However, rather than focus on a particular behavior or symbol, Glasser studies how they collectively produce identity. “Durkheim says there’s a basic human need to fit in, achieving an identity that’s consistent with the norms, values, and expectations of your milieu,” he says. “Right now I focus on masculine identity writ large—how cultural stereotypes around what it means to be ‘male,’ ‘masculine,’ or ‘a man’ constrains behavior, particularly in my research of cis-gendered boys and men and how that’s associated with clinically relevant behaviors, such as use of medication or substance use.”

Glasser focuses his research on substance use, firearms, and management of cardiovascular disease. “Major modifiable risk factors of cardiovascular disease are blood pressure, diabetes, weight, smoking, and cholesterol,” he says. “The higher on an empirically-derived measure of male gendered behavior individuals are, [the more] they seem to be underdiagnosed with hypertension, diabetes, and hyperlipidemia, and, even when they have been diagnosed, the more they appear to be undertreating their conditions, as they are less likely to be taking a medication to treat that disease. And, if I were to speculate about why that is, the doctor is a symbol of health care, vulnerability, lack of self-reliance. Not seeing a doctor, not adhering to medical recommendations, is strategically using behavior to emphasize self-reliance and dominance, which decades of social science literature says are things men feel relatively more pressure to demonstrate with their behavior.”

** TASK GOAL **
Can you resume the passage on Glasser's research into masculine identity and health behavior, starting right after its last sentence?

** INFORMATION GIVEN **

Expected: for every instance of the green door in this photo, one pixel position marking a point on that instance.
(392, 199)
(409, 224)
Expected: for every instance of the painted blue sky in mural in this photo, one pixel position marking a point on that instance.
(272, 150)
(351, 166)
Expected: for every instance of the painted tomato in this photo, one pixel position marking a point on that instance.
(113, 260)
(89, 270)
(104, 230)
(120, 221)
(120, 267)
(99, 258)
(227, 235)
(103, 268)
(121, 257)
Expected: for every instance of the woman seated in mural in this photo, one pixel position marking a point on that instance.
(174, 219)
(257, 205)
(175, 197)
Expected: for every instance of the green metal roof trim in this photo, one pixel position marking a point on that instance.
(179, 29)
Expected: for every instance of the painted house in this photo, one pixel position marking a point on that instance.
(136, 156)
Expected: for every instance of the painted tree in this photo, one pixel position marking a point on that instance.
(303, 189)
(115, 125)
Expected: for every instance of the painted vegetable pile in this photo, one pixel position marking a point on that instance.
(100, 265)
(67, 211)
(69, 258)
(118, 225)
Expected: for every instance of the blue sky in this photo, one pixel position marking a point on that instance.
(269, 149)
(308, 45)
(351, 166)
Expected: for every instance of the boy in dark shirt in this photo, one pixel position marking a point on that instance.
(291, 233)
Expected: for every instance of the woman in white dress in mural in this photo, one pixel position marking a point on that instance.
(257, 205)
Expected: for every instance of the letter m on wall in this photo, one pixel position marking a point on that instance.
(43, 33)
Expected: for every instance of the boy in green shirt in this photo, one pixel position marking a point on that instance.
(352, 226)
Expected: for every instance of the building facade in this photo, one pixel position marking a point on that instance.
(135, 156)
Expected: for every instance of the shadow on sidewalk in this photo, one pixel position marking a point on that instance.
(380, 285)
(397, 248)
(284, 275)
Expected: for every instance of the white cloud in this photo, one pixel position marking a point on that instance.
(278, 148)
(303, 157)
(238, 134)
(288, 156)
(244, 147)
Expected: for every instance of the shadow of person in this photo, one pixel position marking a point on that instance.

** RESPONSE TO THIS EXERCISE **
“I think sometimes healthcare is overindexed on economic explanations of human behaviors,” he says. “A lot of people have heard of food deserts and choice architecture: that we’re nudged in one way or another when we’re at the grocery store deciding what to buy and eat by the convenient location of Kit-Kats versus kale. It’s important and real, and the price of food is real and people respond to that, but there are social dimensions we’re responding to, as well. For example, what does it mean socially for a teenage boy, maybe one who plays football, to eat a kale salad? What does it signal about the boy’s identity?”

“I am most interested in the prevailing, dominant culture,” says Glasser. “How the patriarchy might eat its own. I think it’s a universal experience to be constrained by norms, values, and expectations. We’ve all inherited them, but thinking about mechanisms by which social meanings become attached to concerning behaviors is maybe one thought experiment for getting at the possible solutions. Less prescriptive definitions of what it means to be somebody of a particular gender might be helpful. People should have more opportunities to construct their identities free of pressures to engage in self-harm and harm to others.”

As a PITCH fellow at the University of Chicago, Glasser has studied primarily under the mentorship of CDRP faculty affiliates Harold Pollack, Stacy Lindau, Neda Laiteerapong, Elbert Huang, Monica Peek, and Elizabeth Tung, all of whom he credits with his integration of sociological thought with medical practice.

“The most important thing I’ve learned during my time here was figuring out how to employ my sociological imagination,” says Glasser. “I learned how to use these Chicago school theories I’m really excited about and have been since I was an undergraduate college student. In fellowship, I think I’ve figured out ways of operationalizing and measuring the impact of pressures around identity and thinking about how the impact of strategic interactions with symbols and identity construction, with a health equity frame. One of the big barriers to health is that people are overly limited in ways they are allowed to construct their identity. That limitation can lead to healthy or unhealthy behaviors. Learning to study and operationalize that dynamic is the most exciting thing that has happened to me, and I think it’s the work of my life.”